## Selected excerpt
In addition, there are further ST. MORITZ trademark registrations all over the world for various goods and services as well as registrations for the trademark ST. MORITZ TOP OF THE WORLD (logo) in more than 37 countries.
8. Parties’ Contentions
1. The Disputed Domain Name is identical or confusingly similar to a trade mark or service mark in which the Complainant has rights
The Complainant contends that the Disputed Domain Name is identical to its ST. MORITZ trademark.
2. The Respondent has no rights or legitimate interests in respect of the Disputed Domain Name
The Complainant contends that the Respondent has no rights or legitimate interests in respect of the Disputed Domain Name for a number of reasons, including the following:
– Trademark registrations pre-date the registration of the Disputed Domain Name
The Complainant’s trademark registrations in its home country as well as the Respondent’s home country pre-date the Respondent’s registration of the Disputed Domain Name.
– Non-use of the Disputed Domain Name for approximately 18 months
The Respondent has not used the Disputed Domain Name since it was transferred to the current Respondent from the former registrant StMoritz.com sometime between December 2, 2002 and March 5, 2003. The current Respondent only started to use the Disputed Domain Name after the Complainant’s request of February 3, 2004, and therefore there was no bona fide offering of goods and services by the current Respondent before it received the Complainants’ request on February 3, 2004.
– No bona fide use of the Disputed Domain Name
The Respondent’s website is split up in two sections, one section contains information concerning international, national and regional news which covers most of the information given and this website is therefore similar to the website of the domain name <wn.com>, and the other section, which accounts for less than 10% of the content of the home page, adds information about the well known region St. Moritz.
Further, the information given on the Respondent’s website about St. Moritz is incorrect. For example, a screenshot of the website claims to provide information about “today’s” weather but shows the date of the following day.
– Intent to mislead consumers for commercial gain and tarnish the Complainant’s trademark
The section of the Respondent’s website that contains information about St. Moritz creates the impression of a semi-official site as it provides some information about the region St. Moritz, for example about the weather and various other information available through different links on the left hand side of the website, some of which come from the Complainant’s official website at <stmoritz.ch>.
The Respondent’s website also misleads the Internet user into believing that the website is ‘official’. For example, the link “St. Moritz Headlines” (on the right hand side of the website) leads to a website “Genevapost” that provides no information about St. Moritz. Moreover, only some of the links listed under the link “St. Moritz Headlines” are about the region St. Moritz, the others are about different subjects.
– No consent
The Complainant has never given its consent or a license to the Respondent for the use of ST. MORITZ as part of a domain name, but has repeatedly expressed its protests.
3. The Disputed Domain Name has been registered and is being used in bad faith
The Complainant contends that this element of the Policy is proved for the following reasons:
– Knowledge of Complainant’s prior rights
The administrative contact has remained the same since the Original Proceedings and therefore the current Respondent was certainly aware of the well known name and trademark ST. MORITZ of the Complainant when the domain name was assigned to Respondent sometime between December 2, 2002 and March 5, 2003. The knowledge of the administrative contact must also be attributed to the domain name owner, at least under the present circumstances. It appears that the current Respondent only activated the website of the Disputed Domain Name as an insufficient defense against legal proceedings.

## What needs to be done
Pick up the ST. MORITZ domain name dispute text above after its last sentence and carry on writing it.

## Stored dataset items

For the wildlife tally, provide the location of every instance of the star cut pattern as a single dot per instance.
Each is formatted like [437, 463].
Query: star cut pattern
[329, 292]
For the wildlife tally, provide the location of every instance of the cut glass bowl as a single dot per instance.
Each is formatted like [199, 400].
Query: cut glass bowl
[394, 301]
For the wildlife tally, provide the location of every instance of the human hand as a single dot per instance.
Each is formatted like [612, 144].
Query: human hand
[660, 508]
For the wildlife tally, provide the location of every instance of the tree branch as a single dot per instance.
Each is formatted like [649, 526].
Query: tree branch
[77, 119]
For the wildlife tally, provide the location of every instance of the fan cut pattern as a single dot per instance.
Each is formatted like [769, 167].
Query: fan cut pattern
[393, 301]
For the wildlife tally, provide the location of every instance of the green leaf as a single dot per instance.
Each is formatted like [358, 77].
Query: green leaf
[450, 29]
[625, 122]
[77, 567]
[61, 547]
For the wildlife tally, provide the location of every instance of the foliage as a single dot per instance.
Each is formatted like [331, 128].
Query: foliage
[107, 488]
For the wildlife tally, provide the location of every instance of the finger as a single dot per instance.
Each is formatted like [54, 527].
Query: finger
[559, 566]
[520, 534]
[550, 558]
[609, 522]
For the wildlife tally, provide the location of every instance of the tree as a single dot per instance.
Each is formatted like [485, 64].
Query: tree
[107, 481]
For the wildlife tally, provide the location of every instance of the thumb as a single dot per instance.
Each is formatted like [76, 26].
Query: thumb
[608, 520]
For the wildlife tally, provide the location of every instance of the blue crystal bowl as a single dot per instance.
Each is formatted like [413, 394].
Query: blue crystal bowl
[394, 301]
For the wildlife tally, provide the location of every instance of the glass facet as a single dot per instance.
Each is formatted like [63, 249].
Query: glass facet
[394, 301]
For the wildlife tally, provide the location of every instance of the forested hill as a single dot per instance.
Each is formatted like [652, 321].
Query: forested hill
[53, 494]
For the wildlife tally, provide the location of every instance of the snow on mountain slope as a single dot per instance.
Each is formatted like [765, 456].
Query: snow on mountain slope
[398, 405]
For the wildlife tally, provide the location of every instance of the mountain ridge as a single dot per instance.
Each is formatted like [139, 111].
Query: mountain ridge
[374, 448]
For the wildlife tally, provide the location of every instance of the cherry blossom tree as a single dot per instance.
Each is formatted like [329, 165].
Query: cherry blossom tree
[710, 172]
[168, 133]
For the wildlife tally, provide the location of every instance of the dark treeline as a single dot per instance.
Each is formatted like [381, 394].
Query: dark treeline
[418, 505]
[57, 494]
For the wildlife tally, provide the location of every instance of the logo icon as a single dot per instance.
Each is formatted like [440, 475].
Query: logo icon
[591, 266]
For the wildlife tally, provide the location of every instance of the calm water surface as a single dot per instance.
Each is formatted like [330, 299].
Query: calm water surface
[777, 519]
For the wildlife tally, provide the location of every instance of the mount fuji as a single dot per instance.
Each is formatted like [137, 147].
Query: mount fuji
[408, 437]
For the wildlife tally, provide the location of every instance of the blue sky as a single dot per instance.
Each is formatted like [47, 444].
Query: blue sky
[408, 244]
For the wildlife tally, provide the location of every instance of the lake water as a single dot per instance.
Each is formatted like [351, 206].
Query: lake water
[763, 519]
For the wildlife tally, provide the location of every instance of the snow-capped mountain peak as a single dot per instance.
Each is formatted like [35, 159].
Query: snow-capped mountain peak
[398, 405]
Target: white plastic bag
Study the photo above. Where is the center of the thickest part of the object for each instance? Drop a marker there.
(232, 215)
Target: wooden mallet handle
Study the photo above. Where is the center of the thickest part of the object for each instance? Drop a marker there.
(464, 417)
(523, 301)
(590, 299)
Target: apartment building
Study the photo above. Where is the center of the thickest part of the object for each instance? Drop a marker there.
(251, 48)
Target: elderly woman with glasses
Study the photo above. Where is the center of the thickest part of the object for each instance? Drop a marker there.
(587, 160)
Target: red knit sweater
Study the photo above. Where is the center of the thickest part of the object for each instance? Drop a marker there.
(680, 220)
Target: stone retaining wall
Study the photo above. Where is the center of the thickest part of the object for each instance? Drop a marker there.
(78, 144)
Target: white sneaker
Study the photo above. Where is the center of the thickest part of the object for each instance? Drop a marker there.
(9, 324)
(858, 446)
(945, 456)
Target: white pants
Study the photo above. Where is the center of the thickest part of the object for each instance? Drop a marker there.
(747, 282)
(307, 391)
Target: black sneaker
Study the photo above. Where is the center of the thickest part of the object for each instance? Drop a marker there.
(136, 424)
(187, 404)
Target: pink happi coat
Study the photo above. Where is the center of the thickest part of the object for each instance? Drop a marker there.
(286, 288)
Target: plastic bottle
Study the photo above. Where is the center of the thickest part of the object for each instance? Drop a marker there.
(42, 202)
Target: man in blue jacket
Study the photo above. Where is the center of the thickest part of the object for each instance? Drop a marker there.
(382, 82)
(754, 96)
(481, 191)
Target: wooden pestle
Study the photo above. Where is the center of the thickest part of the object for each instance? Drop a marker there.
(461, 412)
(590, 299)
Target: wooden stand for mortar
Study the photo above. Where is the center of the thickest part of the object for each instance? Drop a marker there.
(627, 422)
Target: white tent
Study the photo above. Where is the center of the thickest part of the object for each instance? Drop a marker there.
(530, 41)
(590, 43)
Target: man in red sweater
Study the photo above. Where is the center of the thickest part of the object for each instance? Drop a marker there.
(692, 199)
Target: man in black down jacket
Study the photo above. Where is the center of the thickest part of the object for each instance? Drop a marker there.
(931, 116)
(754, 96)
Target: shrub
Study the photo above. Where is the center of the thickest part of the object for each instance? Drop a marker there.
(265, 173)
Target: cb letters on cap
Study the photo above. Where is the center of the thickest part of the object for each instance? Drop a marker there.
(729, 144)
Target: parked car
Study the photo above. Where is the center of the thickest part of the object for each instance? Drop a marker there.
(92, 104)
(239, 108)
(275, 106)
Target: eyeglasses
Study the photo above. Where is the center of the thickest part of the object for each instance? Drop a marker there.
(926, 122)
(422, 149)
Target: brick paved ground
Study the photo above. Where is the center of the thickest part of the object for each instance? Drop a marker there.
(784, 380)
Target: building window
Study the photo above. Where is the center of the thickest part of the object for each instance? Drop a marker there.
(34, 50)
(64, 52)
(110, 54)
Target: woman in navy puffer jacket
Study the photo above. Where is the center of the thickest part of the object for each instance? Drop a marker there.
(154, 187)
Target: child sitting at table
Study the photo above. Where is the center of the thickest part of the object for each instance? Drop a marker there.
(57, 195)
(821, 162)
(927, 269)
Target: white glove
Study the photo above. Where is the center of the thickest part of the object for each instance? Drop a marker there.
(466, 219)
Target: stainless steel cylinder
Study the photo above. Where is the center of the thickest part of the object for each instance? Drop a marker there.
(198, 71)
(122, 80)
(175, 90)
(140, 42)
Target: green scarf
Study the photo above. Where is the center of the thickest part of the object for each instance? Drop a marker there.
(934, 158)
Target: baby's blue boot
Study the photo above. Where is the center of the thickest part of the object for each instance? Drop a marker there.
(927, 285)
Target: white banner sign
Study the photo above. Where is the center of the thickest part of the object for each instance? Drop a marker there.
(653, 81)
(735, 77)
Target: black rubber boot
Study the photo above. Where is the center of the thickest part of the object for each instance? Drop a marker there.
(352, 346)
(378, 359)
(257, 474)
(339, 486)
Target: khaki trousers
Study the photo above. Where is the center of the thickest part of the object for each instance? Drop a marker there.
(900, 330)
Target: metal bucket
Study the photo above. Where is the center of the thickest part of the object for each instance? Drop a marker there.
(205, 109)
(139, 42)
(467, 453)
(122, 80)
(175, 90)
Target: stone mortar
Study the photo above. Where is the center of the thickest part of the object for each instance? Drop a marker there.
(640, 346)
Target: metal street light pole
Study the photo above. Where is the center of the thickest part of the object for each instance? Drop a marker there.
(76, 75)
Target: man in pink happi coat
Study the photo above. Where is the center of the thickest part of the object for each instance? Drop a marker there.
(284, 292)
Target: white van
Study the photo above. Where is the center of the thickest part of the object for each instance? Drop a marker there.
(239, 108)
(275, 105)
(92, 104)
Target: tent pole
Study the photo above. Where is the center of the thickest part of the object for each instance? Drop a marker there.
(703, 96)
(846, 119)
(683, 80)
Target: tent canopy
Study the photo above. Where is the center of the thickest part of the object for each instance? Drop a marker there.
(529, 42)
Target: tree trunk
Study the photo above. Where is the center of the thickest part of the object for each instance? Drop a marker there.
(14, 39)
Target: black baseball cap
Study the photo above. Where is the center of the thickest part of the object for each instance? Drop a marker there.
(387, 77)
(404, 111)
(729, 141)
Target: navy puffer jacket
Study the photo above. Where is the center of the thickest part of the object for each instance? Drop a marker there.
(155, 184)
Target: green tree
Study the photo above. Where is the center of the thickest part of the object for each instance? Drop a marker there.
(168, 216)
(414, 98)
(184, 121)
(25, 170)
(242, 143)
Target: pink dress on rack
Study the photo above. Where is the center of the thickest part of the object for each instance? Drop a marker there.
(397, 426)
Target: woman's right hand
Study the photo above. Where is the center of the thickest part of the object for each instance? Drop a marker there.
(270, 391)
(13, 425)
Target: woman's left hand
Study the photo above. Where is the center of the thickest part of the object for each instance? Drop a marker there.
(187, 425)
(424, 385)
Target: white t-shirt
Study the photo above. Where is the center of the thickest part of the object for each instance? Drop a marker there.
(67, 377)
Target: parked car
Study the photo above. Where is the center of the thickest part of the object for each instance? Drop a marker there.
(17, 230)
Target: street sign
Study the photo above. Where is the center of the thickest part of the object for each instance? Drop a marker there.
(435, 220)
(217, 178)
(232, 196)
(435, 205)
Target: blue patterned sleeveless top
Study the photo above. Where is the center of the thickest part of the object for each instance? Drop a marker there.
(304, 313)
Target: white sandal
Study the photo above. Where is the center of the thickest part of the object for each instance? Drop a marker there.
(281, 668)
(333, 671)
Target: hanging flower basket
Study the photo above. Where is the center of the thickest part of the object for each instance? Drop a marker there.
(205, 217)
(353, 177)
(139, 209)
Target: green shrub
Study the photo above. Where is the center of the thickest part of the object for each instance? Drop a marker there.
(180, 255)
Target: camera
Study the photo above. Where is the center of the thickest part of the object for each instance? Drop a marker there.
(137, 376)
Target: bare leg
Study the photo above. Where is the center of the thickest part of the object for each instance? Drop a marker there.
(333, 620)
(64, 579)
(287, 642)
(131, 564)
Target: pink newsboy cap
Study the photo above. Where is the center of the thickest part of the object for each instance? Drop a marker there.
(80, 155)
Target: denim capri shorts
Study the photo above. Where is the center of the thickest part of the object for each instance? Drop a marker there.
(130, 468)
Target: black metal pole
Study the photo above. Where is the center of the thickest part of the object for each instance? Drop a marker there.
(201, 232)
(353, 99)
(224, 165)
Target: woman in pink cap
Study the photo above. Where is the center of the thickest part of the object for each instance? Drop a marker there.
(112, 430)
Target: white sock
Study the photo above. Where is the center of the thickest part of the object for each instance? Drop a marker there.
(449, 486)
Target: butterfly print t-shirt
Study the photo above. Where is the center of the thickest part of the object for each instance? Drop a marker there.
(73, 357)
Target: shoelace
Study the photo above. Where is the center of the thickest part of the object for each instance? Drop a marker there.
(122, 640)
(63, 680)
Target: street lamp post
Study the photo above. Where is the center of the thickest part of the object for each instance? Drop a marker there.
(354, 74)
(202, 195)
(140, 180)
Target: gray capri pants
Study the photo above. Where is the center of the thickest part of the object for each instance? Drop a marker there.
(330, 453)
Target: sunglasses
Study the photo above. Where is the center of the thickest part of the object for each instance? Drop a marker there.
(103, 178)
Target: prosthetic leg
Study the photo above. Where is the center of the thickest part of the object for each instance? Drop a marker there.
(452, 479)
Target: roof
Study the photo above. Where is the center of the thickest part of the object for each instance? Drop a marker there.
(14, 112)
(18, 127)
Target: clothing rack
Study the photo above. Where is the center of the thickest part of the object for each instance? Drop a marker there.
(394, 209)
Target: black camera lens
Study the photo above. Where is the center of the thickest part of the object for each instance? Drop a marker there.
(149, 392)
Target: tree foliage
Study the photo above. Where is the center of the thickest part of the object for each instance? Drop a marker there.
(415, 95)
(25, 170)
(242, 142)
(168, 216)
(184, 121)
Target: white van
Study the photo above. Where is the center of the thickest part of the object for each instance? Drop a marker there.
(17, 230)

## Written response
In addition, the Complainant has been the owner of a trademark registration in the United Arab Emirates for many years and the Respondent is providing information and services relating to the famous location St. Moritz. This demonstrates that the Respondent is well aware of the Complainant’s famous location. There are no good reasons for a person in the United Arab Emirates to maintain a website about a Swiss location if not with the intention to attract, for commercial gain, Internet users to this website, by creating a likelihood of confusion with the Complainant’s trademarks as to the source, sponsorships, affiliation and endorsement of this website and location and of products and services on this website and location.
– The Respondent is a notorious cybersquatter
The Respondent and its administrative and technical contact for the Disputed Domain Name (Cecilia Ng from Vanilla Ltd.), are notorious cybersquatters who have been the subject of a number of previous administrative proceedings under the Policy (Europay International S.A. v. Domaines Lt.,. and Cecilia Ng, WIPO Case No. D2000-0513, Mars, Incorporated v. Vanilla, Ltd., WIPO Case No. D2000-0586 and NAF decision No. FA0002000093674).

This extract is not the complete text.